What you need to do » Select every line in the listing below that contains the string "kitten". Case counts.

[Entries from a collection]
--
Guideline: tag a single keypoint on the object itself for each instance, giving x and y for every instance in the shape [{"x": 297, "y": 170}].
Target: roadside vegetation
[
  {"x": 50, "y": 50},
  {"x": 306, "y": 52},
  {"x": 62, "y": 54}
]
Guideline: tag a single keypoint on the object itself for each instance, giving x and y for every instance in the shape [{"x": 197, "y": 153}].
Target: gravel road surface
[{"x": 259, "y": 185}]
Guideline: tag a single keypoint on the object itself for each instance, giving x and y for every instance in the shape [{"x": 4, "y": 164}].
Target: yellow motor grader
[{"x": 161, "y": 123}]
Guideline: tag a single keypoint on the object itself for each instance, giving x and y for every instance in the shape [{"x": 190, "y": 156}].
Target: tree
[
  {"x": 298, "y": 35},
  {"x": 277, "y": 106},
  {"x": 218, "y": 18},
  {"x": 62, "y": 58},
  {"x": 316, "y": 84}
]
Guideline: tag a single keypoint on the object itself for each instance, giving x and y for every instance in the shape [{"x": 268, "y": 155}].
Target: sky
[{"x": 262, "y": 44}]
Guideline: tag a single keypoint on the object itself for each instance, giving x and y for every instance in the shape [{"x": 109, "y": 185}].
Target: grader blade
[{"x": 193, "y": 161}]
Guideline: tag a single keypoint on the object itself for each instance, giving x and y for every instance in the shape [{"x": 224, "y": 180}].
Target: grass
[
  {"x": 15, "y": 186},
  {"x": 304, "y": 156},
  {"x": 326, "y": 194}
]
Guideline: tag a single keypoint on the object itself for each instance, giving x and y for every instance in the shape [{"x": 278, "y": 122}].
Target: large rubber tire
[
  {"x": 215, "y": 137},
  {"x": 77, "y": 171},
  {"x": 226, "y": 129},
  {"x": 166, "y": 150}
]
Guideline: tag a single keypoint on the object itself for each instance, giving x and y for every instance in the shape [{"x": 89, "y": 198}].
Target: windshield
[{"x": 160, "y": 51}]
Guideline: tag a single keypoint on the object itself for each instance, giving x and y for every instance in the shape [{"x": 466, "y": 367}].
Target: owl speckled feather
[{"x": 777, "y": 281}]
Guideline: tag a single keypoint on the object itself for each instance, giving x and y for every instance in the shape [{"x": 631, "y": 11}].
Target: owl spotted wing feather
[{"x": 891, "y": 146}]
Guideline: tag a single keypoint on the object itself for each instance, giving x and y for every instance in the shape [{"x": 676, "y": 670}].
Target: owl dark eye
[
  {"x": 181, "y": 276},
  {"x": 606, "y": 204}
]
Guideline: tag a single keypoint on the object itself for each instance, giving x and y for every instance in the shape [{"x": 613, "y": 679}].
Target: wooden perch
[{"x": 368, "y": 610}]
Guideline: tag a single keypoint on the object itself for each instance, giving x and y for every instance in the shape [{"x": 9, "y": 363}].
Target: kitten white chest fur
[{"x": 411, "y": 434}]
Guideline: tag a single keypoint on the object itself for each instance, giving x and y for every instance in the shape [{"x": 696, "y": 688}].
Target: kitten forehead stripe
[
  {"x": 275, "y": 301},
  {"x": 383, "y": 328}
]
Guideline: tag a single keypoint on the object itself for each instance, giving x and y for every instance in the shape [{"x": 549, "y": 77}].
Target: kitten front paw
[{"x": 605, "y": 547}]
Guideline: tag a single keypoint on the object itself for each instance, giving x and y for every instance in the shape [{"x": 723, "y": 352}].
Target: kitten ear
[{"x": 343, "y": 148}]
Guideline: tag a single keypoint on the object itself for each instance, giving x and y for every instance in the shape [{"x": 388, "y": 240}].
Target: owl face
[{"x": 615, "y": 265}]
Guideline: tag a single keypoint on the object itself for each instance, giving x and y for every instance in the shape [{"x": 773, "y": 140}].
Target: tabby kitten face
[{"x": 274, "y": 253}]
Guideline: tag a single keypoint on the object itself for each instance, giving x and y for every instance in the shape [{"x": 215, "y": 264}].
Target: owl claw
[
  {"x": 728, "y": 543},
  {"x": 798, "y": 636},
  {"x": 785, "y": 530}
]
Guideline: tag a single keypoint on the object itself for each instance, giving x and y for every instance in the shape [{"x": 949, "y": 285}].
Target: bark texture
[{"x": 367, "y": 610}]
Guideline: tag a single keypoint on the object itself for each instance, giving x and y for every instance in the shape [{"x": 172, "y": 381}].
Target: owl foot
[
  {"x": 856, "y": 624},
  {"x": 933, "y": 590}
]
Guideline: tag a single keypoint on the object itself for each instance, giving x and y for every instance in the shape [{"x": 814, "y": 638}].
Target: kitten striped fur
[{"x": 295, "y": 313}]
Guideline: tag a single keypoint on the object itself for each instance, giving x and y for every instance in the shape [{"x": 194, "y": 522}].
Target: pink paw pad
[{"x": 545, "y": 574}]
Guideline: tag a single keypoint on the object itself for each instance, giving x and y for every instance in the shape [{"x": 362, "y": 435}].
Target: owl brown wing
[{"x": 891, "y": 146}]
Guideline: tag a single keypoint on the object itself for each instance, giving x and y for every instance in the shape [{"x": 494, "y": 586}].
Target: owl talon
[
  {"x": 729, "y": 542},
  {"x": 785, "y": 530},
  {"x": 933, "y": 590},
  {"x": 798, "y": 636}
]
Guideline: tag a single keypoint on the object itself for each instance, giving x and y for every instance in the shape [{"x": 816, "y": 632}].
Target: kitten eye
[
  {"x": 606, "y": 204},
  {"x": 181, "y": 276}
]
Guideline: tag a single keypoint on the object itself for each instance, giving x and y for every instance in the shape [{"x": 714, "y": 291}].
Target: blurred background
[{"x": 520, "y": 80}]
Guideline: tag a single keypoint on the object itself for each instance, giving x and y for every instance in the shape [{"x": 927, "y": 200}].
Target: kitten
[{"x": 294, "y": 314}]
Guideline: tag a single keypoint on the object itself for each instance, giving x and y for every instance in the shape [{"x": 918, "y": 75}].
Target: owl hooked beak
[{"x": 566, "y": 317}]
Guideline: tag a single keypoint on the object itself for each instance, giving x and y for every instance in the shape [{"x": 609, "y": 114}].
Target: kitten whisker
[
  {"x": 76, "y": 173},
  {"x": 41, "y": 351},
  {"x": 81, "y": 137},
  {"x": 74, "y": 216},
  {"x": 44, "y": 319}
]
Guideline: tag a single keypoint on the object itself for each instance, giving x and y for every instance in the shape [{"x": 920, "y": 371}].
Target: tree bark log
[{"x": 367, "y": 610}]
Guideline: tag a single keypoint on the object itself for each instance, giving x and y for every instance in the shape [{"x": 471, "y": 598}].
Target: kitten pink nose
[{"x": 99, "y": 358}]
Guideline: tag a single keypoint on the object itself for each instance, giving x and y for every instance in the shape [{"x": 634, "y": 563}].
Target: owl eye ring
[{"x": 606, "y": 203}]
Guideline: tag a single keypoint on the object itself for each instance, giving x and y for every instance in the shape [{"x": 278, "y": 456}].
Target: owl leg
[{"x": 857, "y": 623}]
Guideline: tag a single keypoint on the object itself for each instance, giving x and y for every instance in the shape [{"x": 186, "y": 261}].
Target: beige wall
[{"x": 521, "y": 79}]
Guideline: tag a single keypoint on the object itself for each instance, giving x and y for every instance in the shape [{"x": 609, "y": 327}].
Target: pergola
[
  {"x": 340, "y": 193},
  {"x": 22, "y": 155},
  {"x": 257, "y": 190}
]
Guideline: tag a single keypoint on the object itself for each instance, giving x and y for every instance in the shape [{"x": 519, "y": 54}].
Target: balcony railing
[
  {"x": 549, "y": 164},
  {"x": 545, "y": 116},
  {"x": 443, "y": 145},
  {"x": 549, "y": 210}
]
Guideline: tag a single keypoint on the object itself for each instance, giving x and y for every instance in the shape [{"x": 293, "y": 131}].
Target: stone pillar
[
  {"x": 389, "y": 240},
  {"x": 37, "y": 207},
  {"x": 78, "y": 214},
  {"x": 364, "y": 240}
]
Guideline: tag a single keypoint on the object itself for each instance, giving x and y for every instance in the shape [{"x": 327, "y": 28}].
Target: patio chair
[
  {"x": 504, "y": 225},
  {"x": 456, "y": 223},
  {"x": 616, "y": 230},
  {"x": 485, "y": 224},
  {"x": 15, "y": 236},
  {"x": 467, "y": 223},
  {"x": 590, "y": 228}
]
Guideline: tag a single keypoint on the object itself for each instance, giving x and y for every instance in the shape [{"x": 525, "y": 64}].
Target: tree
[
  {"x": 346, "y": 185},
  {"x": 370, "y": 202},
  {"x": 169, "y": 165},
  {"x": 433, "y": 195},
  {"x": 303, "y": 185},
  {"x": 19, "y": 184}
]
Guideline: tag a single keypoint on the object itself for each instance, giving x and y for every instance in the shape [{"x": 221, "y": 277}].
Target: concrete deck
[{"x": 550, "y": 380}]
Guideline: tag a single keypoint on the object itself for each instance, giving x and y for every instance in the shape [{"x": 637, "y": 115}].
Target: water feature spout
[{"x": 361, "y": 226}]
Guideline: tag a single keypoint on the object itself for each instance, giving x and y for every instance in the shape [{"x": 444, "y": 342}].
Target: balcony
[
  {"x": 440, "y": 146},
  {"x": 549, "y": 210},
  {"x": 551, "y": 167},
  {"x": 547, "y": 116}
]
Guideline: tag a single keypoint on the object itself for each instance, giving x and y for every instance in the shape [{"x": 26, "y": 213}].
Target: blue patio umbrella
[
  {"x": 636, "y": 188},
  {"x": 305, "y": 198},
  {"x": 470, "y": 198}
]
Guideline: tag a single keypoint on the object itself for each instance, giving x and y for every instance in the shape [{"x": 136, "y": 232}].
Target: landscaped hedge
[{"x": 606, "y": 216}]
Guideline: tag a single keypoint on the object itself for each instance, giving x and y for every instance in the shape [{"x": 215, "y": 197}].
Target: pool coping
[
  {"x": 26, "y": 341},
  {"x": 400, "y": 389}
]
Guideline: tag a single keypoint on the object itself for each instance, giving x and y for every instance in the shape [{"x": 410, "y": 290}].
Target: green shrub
--
Problem solution »
Target: kitten white chest fur
Target: kitten forehead stripe
Target: kitten front paw
Target: kitten ear
Target: tabby kitten face
Target: kitten striped fur
Target: kitten eye
Target: kitten
Target: kitten whisker
Target: kitten pink nose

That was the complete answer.